----- EXTRACT -----

Journey

Road to the Deep Creek Range, from a journey with Alan, Kevin, and Jonny. Motivational poster fodder.

Human nature makes people who have experienced one or more eras before the current one* tend to dismiss or at least harbor skepticism about changes in their world.

I felt a sharp pang of skepticism when, circa 2014, my brother Rob used the word “journey” to explain how he had arrived at a particular mentality. It stuck in my memory. The skepticism faded right away because the term was apt for what he described: Humans are on a journey. Multiple journeys, in a million aspects of life. Friendship, politics, philosophy, business, marriage, religion, community, language acquisition, and every other thing we might navigate.

(This will feel shopworn to many of you. Writing is part of processing it for me. Maybe it can benefit someone.)

We aren’t all on the same journeys, but we walk common stretches sometimes. You may have reached a certain point on a common stretch that I have yet to reach. Or vice versa. The view from that spot might give you understanding that I can’t yet access. It is nice when you are nice to me in that situation.

Ideally, we have the empathy to recognize that another person is not malicious or derelict, but instead unable to understand a thing yet. They are behind you on this journey. They act accordingly, lacking understanding. The reality of complex, imperfect life is that we judge and roast people in this state. Mind you, judgment does seem appropriate from where I stand on my journey, for people who refuse to move forward in the journey of understanding things.

----- ENTRIES PROVIDED -----

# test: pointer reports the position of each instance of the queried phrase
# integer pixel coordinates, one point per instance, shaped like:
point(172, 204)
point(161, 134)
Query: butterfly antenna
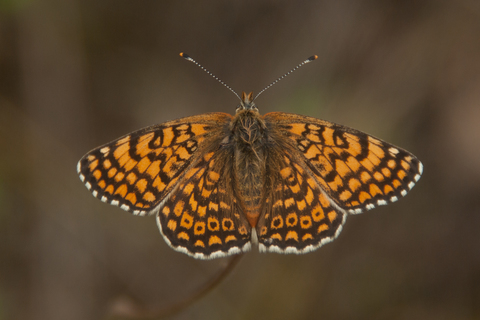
point(286, 74)
point(187, 57)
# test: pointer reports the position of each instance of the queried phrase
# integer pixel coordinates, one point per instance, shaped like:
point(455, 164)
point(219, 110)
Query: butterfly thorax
point(249, 138)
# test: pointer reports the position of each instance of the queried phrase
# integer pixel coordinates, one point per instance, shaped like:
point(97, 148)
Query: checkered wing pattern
point(172, 170)
point(203, 217)
point(298, 215)
point(327, 171)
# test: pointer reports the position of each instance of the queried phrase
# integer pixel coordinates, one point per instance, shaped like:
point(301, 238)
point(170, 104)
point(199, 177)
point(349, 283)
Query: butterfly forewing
point(211, 178)
point(357, 171)
point(138, 171)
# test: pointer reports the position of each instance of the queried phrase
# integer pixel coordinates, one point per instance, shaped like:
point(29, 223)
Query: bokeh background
point(76, 74)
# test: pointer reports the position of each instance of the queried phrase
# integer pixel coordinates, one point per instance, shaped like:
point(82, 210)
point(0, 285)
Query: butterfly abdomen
point(249, 137)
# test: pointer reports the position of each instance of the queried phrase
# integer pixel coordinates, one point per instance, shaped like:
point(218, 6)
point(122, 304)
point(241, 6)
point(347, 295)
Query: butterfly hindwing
point(297, 217)
point(203, 218)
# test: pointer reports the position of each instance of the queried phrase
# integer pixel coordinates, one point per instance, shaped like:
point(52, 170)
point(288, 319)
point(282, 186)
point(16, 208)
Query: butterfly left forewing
point(356, 170)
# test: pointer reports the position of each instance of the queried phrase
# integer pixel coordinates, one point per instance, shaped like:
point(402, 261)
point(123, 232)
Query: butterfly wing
point(203, 218)
point(297, 216)
point(140, 170)
point(180, 172)
point(328, 171)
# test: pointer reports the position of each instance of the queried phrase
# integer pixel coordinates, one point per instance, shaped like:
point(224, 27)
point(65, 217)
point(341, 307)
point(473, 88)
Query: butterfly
point(219, 183)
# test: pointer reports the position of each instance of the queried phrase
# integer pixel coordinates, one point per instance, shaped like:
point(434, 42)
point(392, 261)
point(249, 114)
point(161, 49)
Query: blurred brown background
point(77, 74)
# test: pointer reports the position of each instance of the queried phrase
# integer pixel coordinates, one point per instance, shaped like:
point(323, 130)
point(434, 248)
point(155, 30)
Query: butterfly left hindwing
point(297, 216)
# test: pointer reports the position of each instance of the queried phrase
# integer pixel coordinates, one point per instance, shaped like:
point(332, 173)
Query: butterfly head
point(246, 103)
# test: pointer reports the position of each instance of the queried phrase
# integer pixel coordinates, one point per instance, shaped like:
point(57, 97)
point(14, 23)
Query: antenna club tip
point(184, 55)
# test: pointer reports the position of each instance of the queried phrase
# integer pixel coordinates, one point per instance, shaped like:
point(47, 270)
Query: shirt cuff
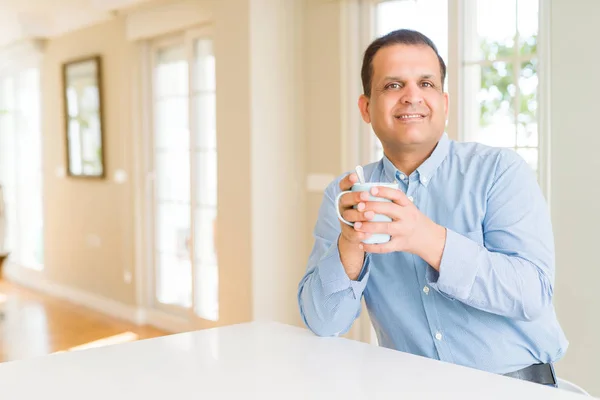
point(458, 267)
point(333, 275)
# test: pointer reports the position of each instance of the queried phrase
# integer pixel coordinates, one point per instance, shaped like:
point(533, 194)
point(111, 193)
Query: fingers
point(352, 235)
point(396, 196)
point(392, 210)
point(379, 248)
point(388, 228)
point(360, 215)
point(351, 199)
point(348, 181)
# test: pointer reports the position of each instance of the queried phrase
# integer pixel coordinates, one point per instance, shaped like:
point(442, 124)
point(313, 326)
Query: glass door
point(183, 159)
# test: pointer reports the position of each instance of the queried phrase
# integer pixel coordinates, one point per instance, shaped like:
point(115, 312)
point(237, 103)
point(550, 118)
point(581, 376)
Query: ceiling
point(21, 19)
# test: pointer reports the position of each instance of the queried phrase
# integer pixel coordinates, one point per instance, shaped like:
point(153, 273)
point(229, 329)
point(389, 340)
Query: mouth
point(410, 117)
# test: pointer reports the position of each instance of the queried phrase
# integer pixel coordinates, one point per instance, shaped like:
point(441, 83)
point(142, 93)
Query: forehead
point(405, 60)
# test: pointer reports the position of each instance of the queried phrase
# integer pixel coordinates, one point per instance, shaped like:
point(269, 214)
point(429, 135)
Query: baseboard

-----

#### WORK TO DO
- 1) Name every person mentioned by name in the essay on life as a journey.
- 2) Continue the essay on life as a journey from its final sentence.

#### THE ANSWERS
- 1) Alan, Kevin, Jonny, Rob

- 2)
By nature I’m the clown who progresses minutely ahead in the journey, and straightaway gets high and mighty about his new understanding: “How I tire of this bozo who is not yet in the place I arrived three minutes ago.” This syndrome famously afflicts the student who just encountered some theory for the first time and brandishes it wildly as the be-all, end-all to everything.

As a kid, I did not view my parents and the adults around me as people who were still on journeys. To my mind, they had arrived. In those days, adults rarely portrayed themselves to kids as being on a journey. There was more focus on their status as arrived authorities. It’s understandable. Each society is itself on a journey.

I’m glad things have changed some. The other day, my kid was surprised to hear me share some specific irrational worries that I decided to finally forego in recent months, as a 45-year-old man. That their parent has irrational worries was also a surprise. I shared the concrete success I am seeing from making this late leap.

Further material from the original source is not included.